THE PROBLEM: After locating the line that contains "Need: drop a pin on every instance of the stone arch", restate it and each later line word for word through the end of the records.

Dataset items:

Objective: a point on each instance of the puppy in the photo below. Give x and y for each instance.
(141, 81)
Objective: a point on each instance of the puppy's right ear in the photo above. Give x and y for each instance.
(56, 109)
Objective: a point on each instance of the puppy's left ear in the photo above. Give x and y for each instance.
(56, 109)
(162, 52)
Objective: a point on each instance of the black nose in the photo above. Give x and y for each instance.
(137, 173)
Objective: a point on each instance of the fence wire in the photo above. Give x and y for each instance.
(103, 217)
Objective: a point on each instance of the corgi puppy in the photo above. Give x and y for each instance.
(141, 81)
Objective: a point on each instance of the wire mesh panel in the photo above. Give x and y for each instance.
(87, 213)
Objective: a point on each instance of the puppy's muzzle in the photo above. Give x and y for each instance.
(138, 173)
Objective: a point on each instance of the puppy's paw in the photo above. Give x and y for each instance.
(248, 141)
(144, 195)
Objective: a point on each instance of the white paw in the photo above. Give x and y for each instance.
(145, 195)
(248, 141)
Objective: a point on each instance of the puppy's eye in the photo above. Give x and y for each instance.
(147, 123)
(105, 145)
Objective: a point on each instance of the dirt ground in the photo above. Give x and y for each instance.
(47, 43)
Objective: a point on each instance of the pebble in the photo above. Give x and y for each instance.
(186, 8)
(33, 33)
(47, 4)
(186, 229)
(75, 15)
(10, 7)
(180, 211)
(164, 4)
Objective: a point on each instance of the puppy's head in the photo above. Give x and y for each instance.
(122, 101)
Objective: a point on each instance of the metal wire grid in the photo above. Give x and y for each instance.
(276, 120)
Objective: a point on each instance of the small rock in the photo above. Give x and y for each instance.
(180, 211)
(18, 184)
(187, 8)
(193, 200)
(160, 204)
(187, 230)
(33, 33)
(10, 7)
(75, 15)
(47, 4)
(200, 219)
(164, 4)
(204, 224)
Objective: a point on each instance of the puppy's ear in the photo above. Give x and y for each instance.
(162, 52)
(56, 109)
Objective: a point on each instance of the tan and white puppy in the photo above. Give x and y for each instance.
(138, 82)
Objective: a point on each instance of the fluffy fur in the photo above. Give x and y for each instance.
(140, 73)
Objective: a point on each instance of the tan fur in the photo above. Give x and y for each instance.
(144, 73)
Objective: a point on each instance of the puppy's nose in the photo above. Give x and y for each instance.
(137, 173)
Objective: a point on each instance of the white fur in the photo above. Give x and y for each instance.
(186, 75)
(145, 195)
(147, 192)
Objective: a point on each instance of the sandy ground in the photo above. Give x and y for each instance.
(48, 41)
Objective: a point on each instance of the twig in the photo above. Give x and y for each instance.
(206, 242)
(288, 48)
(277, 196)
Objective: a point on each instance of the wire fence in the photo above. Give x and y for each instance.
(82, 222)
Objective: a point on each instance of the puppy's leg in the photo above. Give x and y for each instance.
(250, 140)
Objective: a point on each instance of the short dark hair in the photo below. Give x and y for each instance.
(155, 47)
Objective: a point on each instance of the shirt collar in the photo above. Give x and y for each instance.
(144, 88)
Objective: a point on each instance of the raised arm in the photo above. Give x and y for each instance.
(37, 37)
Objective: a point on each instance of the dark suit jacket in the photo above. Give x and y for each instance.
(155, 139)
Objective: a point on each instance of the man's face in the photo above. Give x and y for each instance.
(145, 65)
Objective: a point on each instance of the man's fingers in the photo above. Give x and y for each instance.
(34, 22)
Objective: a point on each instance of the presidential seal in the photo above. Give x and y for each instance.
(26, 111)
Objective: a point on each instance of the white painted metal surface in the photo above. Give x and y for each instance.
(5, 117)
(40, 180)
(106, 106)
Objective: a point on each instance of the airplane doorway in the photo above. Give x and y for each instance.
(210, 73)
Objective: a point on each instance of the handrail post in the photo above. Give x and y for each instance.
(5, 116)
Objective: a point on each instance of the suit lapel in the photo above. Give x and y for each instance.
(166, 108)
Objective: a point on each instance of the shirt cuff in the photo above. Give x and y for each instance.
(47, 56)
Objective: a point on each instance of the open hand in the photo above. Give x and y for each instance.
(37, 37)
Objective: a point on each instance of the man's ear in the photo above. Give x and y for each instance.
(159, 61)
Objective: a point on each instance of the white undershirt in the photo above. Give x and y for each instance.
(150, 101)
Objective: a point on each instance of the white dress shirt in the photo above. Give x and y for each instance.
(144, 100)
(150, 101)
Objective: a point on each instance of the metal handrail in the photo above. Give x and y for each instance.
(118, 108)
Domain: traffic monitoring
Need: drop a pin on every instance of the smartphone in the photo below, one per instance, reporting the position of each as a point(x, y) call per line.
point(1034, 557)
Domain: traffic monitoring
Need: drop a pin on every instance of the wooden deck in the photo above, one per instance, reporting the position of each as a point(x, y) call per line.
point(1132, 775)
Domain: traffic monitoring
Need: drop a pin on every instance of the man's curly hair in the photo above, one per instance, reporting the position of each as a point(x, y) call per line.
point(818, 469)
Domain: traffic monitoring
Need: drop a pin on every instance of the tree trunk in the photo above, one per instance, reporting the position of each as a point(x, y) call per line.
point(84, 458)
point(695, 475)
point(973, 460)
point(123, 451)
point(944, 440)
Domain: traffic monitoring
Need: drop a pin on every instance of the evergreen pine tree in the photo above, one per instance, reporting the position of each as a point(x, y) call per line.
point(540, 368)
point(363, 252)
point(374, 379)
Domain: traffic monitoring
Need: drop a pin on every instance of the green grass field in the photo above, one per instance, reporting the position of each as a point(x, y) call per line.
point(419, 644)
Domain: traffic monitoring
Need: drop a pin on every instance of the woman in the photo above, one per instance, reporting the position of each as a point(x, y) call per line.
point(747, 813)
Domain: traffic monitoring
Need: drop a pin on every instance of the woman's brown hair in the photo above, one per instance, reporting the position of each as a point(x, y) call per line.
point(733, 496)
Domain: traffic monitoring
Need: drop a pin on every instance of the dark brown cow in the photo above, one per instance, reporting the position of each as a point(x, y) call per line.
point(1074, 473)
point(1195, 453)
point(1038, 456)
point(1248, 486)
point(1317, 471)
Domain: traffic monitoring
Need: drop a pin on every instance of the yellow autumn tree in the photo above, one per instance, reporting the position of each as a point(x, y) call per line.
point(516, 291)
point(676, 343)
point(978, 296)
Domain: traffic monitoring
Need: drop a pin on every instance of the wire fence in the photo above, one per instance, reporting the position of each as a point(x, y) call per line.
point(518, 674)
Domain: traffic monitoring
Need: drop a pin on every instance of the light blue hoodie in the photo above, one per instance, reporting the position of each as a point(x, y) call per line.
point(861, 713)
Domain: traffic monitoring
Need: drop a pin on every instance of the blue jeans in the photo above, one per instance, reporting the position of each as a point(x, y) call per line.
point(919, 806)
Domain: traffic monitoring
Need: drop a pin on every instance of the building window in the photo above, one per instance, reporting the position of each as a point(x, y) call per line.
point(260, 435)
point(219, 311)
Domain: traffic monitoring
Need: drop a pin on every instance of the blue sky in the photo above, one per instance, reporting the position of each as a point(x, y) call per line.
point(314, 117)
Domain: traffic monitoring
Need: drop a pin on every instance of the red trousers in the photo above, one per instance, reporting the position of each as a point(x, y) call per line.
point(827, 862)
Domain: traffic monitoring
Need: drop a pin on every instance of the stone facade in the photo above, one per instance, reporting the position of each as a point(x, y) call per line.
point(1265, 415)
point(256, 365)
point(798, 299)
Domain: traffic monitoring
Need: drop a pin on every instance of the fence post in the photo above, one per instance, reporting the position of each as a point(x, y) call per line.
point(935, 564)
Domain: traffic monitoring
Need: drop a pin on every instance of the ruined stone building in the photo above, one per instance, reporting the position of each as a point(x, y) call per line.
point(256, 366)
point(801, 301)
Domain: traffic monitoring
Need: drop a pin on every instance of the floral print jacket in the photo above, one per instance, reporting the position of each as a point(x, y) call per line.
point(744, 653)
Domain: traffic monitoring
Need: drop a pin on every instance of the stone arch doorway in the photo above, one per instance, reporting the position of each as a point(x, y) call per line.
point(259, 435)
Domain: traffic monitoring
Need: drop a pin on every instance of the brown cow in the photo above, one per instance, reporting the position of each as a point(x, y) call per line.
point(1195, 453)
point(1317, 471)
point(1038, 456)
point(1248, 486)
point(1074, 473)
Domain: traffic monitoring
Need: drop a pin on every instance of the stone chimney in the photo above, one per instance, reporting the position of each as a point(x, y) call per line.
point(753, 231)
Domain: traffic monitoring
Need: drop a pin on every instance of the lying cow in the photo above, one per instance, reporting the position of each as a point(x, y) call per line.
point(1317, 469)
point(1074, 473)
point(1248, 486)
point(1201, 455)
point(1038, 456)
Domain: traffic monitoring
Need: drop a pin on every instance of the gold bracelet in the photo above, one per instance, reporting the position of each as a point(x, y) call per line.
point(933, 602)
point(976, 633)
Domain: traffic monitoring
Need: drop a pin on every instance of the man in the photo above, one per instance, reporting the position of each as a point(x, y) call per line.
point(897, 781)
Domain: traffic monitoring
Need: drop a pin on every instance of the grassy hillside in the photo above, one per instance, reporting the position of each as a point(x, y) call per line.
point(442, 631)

RESPONSE TO THIS EXERCISE:
Need: drop a pin on every instance of the stone arch doorway in the photo above, one per instance, reporting the position of each as a point(x, y) call per line.
point(259, 435)
Domain: traffic monitoring
Need: drop a pin on every instance of the brown cow in the photo above, one per instance, reporting the position of each as a point(x, y) call per line.
point(1195, 453)
point(1317, 471)
point(1038, 456)
point(1248, 486)
point(1074, 473)
Domain: traffic monitoring
Need: drop a pin on every instance of the stone chimney in the photo above, one per instance, reporting the position of each as a point(x, y) call per line.
point(753, 231)
Domain: traffic monitoring
Need: drop a pin on every instance of the lying cow in the photo above, one per instance, reporting the position of each as a point(x, y) call per line.
point(1317, 469)
point(1074, 473)
point(1248, 486)
point(1201, 455)
point(1038, 456)
Domain: traffic monitoring
Need: drop a pin on every instance of the gold bracelet in the photo above, one per instance, reporting the position of each as a point(x, y) call per line.
point(933, 602)
point(976, 633)
Domain: traffic monitoring
Need: drop a pin on every instance of the man in the photo above, one per instance, reporting the position of each as a point(x, y) call per line.
point(897, 781)
Domain: traffic monitoring
Need: drop a pin on every instance of the grassy hillside in the photo above, one per instance, reporting the position of each as a point(x, y) call per line.
point(442, 631)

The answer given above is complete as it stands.